What is required
Which lines in the items below contain the word "shrub"? List each of those lines in full.

Supplied data

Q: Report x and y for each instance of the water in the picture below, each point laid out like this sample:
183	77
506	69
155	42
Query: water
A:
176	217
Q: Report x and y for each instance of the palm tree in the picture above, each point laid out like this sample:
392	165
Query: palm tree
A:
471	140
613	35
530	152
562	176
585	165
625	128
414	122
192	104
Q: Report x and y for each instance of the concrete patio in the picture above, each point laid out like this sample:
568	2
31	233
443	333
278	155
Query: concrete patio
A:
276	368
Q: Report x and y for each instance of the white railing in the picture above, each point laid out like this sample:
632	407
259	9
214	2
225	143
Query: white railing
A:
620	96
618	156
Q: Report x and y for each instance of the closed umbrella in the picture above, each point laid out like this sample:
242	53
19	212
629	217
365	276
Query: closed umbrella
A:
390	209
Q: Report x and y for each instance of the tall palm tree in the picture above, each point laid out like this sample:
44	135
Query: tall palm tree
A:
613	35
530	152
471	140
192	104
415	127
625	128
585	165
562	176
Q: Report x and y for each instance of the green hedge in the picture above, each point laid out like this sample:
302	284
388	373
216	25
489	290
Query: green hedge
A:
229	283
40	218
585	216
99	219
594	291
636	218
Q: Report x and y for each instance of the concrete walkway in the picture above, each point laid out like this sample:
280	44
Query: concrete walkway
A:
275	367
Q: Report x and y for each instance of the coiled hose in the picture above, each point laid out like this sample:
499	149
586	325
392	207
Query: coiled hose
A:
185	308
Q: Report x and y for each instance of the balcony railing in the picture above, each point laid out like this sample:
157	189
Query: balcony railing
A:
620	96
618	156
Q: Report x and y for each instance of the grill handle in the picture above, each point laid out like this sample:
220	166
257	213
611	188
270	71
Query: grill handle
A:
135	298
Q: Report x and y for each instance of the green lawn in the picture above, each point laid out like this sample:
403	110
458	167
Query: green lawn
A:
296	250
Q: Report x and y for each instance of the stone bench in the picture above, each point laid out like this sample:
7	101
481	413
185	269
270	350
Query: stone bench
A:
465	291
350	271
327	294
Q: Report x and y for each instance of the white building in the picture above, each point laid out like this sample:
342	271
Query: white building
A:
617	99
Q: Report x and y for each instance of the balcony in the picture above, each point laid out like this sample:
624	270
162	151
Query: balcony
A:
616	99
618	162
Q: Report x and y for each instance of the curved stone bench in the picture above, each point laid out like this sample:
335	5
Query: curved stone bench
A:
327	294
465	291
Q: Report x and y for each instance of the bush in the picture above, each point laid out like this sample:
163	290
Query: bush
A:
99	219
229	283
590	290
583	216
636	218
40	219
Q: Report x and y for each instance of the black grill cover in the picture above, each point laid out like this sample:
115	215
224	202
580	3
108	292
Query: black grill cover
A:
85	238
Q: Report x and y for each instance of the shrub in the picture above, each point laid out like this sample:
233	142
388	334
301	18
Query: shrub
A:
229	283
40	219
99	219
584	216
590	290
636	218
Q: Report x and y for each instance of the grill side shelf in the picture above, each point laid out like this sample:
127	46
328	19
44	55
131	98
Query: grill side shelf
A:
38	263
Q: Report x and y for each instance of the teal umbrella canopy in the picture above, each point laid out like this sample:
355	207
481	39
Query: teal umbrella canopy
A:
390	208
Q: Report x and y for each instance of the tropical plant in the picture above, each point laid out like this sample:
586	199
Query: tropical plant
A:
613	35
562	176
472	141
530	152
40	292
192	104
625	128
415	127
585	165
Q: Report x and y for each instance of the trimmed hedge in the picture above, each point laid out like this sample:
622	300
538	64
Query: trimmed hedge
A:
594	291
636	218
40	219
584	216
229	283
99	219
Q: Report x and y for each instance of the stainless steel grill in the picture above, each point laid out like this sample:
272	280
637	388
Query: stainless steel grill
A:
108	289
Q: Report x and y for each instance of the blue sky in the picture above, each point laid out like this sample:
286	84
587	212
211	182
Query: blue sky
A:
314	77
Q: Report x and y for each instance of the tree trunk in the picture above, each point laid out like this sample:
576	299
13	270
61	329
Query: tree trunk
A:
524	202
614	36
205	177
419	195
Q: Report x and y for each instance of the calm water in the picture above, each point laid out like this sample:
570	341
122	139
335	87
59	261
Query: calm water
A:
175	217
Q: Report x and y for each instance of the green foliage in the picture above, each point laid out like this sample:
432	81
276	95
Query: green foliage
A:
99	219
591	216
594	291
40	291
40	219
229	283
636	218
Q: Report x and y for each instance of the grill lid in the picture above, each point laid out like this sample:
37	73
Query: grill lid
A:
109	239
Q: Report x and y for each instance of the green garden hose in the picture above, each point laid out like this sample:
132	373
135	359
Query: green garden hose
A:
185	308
* * *
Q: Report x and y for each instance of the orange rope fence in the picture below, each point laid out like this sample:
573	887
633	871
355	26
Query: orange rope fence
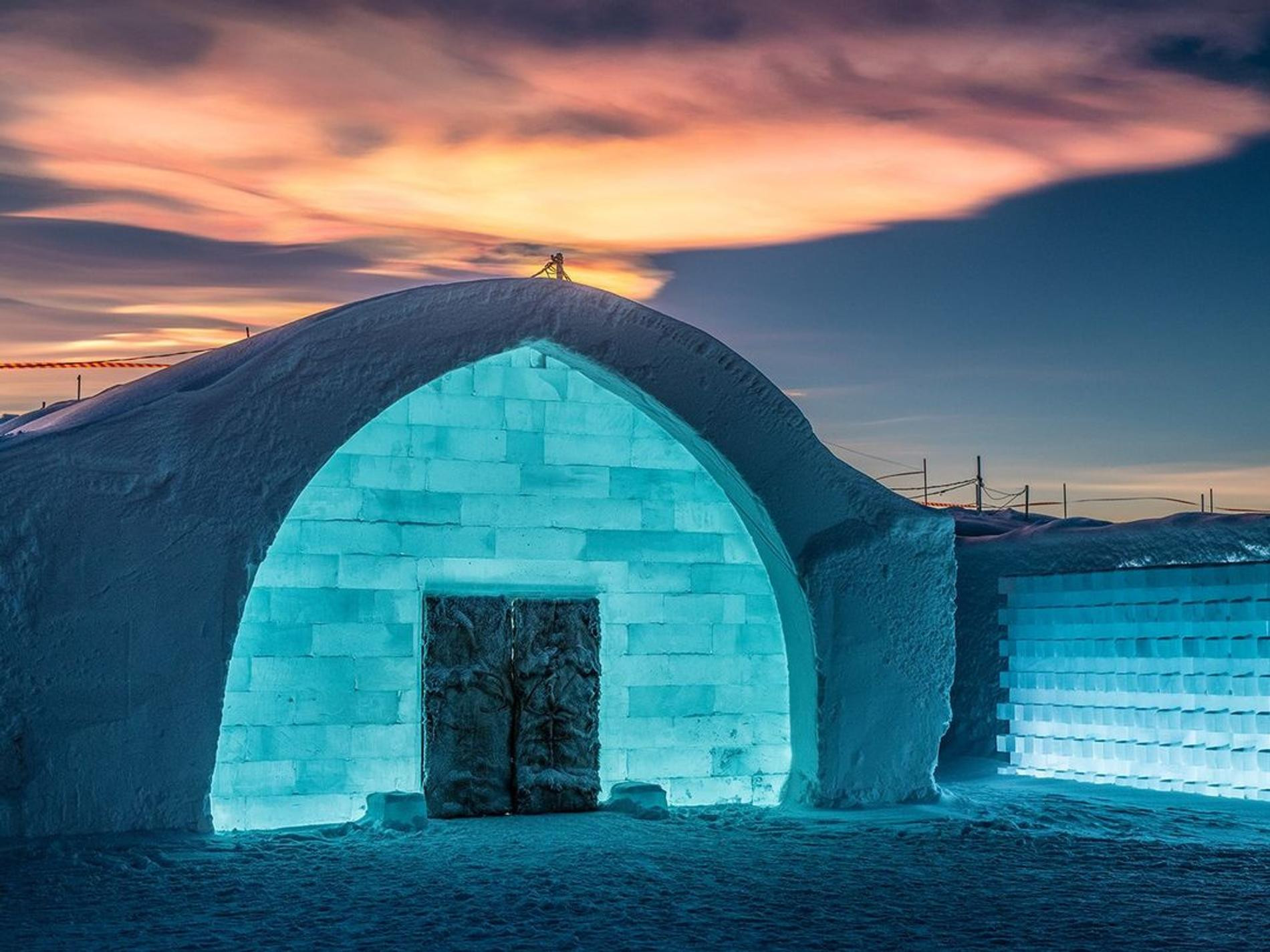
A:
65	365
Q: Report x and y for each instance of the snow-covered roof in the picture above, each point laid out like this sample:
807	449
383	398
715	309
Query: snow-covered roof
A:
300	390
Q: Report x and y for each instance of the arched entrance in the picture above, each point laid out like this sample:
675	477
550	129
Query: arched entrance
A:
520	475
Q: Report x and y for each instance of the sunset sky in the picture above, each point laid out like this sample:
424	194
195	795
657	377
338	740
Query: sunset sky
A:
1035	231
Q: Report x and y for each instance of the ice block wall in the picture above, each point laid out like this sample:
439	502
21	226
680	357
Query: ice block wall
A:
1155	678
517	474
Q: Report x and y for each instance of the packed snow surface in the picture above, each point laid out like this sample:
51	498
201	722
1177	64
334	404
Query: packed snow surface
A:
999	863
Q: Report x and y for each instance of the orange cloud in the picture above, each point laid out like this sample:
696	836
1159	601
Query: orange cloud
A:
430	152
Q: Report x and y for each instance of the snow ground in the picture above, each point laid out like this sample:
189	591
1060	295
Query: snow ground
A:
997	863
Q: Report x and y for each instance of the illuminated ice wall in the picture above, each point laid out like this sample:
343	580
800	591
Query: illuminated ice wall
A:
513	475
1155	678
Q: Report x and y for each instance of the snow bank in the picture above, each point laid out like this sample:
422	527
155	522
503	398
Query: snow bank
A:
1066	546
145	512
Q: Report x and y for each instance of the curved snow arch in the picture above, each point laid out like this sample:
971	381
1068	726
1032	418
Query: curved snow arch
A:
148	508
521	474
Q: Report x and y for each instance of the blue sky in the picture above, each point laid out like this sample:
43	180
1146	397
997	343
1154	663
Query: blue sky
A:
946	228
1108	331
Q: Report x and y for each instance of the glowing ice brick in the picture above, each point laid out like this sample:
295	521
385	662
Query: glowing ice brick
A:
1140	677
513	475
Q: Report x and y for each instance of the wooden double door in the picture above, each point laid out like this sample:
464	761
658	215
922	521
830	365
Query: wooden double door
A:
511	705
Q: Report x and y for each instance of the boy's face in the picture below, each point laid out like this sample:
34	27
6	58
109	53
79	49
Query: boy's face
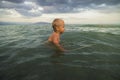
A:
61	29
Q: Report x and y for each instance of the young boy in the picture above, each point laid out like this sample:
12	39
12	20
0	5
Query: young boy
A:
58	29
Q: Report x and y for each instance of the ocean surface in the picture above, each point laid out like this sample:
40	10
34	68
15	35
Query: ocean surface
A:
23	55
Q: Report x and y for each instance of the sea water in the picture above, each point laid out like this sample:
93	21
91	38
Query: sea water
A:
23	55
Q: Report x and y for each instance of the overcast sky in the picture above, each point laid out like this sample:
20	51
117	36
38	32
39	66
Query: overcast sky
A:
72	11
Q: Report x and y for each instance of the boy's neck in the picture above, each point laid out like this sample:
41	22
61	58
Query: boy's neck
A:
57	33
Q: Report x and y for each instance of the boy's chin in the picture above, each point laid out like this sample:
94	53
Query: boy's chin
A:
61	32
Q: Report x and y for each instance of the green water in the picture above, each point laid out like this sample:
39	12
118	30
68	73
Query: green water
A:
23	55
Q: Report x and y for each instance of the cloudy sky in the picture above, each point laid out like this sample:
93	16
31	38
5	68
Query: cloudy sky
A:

The result
Q: Report x and y for each instance of the shrub in the picture above, each point laid out like this sample:
Query: shrub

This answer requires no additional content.